» DATA LISTING
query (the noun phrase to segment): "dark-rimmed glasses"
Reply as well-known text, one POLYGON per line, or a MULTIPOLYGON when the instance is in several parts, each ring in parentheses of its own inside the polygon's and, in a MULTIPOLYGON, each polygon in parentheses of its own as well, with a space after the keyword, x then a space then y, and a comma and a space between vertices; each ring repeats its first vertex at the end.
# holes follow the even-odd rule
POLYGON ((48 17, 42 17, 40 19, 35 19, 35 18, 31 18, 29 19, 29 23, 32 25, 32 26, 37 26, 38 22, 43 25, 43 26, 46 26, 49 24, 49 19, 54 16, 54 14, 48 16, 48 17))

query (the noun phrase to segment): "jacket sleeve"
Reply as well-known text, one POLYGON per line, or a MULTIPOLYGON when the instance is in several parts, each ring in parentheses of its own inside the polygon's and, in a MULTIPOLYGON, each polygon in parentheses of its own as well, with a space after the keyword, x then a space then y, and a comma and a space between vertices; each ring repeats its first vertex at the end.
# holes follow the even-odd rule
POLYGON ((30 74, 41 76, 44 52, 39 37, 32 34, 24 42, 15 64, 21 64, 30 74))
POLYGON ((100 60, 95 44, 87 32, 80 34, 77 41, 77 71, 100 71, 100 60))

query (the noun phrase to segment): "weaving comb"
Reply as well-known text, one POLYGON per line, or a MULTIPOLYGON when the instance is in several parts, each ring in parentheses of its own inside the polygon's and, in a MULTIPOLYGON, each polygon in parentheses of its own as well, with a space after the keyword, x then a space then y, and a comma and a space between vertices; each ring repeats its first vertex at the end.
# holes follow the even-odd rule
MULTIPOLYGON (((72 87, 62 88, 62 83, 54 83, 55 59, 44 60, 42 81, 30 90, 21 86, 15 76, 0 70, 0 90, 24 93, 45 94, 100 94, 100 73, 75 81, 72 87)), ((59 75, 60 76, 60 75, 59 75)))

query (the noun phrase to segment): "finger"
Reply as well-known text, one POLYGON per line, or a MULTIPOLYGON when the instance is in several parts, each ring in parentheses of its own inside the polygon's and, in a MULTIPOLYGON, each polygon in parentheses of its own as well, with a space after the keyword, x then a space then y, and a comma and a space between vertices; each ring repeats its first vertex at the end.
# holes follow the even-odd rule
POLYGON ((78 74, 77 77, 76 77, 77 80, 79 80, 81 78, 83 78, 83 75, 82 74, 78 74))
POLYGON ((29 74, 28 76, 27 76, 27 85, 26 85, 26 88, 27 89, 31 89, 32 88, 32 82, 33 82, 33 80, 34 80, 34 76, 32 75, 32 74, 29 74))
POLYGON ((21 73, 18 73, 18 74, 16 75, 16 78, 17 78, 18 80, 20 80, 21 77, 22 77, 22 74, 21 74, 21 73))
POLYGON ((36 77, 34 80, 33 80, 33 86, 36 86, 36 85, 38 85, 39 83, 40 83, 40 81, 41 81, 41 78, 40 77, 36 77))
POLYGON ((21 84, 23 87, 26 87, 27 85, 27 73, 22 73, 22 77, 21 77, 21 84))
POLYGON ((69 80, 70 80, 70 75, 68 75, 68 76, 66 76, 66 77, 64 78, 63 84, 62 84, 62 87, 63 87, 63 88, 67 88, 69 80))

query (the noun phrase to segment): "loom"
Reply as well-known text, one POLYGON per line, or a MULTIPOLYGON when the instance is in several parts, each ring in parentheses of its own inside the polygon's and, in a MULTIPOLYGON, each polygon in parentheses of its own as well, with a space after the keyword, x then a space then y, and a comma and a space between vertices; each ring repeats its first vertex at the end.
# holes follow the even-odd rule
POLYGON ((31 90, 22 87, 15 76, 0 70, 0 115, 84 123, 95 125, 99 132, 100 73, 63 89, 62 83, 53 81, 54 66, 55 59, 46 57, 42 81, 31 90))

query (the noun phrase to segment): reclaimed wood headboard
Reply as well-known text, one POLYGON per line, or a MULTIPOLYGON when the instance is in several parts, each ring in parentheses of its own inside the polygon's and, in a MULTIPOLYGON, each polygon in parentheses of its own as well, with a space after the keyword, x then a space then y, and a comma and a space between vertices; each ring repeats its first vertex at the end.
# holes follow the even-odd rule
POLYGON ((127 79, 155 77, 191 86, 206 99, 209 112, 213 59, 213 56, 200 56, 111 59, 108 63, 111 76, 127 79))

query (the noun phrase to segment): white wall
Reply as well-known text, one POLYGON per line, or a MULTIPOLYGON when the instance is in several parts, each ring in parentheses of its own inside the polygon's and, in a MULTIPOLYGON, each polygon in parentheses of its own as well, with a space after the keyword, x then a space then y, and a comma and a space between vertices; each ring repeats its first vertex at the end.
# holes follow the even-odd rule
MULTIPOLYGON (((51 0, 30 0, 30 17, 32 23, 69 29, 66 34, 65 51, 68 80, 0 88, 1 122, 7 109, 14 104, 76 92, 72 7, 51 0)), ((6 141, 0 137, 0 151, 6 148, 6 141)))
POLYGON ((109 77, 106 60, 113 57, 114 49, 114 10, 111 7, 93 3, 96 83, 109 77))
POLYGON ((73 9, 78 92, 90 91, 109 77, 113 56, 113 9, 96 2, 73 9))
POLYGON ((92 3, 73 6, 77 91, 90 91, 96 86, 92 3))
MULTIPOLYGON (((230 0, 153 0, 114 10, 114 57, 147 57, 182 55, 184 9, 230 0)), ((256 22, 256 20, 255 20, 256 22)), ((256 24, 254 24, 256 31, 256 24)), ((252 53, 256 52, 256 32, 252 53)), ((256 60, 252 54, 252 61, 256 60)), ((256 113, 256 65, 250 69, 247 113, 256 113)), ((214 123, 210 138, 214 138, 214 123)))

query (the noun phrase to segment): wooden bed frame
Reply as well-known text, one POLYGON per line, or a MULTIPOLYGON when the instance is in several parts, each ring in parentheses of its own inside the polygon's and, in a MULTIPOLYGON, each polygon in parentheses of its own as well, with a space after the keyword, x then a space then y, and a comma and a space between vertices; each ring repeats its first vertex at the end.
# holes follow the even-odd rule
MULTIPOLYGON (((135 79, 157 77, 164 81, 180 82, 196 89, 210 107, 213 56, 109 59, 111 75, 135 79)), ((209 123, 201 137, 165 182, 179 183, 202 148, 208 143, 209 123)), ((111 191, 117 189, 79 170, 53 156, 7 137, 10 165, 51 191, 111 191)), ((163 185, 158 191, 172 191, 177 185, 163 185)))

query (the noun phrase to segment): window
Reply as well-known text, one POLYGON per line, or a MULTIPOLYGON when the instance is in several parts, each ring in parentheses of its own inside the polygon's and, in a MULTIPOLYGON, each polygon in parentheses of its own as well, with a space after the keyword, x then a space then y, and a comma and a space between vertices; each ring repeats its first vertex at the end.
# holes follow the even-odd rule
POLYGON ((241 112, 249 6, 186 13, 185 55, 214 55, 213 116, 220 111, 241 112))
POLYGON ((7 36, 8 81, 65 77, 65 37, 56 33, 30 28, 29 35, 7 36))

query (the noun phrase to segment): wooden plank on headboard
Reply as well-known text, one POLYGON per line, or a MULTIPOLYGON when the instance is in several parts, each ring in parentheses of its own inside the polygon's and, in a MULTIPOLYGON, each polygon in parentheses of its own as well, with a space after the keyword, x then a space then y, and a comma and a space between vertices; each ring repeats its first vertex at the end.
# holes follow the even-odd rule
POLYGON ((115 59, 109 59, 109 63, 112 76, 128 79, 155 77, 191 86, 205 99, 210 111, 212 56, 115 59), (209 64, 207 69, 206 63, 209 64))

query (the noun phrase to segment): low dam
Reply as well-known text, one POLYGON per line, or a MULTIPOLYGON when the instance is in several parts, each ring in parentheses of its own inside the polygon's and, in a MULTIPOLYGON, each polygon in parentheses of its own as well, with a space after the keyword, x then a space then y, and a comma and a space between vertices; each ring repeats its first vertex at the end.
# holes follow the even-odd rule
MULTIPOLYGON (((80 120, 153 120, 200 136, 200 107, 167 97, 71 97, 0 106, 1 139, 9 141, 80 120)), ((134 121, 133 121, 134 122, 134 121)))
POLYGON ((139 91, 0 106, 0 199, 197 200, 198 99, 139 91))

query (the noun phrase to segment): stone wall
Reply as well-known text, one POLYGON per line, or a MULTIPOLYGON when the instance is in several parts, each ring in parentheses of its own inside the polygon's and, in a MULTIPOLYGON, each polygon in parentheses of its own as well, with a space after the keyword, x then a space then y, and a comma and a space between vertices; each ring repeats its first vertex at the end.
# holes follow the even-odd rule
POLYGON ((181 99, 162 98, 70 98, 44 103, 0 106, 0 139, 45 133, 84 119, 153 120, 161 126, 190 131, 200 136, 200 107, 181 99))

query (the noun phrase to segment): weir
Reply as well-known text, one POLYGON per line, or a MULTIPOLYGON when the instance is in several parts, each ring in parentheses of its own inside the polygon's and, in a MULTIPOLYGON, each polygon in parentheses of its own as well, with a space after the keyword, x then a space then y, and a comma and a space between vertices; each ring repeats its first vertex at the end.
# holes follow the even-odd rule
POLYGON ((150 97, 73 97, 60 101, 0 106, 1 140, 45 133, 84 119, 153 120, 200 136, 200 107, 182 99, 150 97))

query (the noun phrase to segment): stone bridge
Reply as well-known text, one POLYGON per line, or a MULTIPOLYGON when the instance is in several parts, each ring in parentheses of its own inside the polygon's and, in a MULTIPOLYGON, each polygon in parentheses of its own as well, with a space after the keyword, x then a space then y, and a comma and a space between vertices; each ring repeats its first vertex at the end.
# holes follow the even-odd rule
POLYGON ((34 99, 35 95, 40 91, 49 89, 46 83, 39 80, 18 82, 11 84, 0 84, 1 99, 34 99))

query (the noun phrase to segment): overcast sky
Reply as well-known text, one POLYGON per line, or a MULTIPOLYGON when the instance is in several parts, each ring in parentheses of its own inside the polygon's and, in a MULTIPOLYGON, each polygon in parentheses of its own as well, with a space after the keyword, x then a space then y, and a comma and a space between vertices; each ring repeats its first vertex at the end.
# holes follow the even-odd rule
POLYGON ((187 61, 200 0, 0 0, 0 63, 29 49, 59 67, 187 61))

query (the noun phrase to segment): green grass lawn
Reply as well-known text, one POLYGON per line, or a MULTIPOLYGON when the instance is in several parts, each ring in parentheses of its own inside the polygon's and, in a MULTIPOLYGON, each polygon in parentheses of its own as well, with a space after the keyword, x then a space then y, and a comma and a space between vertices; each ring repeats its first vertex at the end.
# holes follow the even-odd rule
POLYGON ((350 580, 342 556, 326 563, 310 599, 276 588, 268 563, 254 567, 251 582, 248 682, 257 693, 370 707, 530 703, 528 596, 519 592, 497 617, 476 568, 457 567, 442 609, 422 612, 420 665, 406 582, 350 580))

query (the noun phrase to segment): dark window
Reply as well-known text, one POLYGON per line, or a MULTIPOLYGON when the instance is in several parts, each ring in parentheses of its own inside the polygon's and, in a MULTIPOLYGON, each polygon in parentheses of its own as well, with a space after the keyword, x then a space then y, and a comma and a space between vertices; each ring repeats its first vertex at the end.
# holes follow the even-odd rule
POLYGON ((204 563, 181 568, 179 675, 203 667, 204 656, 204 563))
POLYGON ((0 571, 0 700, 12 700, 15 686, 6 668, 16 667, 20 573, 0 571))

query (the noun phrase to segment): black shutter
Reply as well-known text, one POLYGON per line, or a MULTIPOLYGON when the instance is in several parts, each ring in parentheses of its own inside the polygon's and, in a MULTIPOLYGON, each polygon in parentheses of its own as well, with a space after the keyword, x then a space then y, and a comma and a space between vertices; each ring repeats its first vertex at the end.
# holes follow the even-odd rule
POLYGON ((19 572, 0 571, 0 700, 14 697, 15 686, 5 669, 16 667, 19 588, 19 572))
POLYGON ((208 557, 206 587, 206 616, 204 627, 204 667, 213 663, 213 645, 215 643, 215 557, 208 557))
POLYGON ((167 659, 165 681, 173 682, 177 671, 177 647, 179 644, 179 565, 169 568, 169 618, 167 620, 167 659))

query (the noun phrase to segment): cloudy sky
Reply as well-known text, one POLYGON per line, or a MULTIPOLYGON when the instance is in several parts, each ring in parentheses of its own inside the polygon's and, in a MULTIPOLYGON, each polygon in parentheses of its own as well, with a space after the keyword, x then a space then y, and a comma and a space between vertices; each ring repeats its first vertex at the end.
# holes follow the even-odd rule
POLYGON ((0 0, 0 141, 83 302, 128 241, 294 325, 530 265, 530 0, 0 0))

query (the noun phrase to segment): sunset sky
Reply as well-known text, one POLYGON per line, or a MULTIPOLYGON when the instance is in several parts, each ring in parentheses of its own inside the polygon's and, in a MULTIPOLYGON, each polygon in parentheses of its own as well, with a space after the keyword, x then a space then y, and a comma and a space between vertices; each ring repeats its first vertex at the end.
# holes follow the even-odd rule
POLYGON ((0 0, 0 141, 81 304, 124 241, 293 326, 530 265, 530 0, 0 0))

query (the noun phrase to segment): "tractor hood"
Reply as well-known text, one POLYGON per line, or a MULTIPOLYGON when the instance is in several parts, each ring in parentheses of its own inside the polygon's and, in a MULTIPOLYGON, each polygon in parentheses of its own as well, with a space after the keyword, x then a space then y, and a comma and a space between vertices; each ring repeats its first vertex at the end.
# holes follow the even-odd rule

» DIRECTIONS FOR THIS TASK
Gather from the entries above every line that contains the string "wall".

» SOLUTION TO THIS PROBLEM
query (the noun phrase to segment): white wall
query (the noun phrase to segment): stone wall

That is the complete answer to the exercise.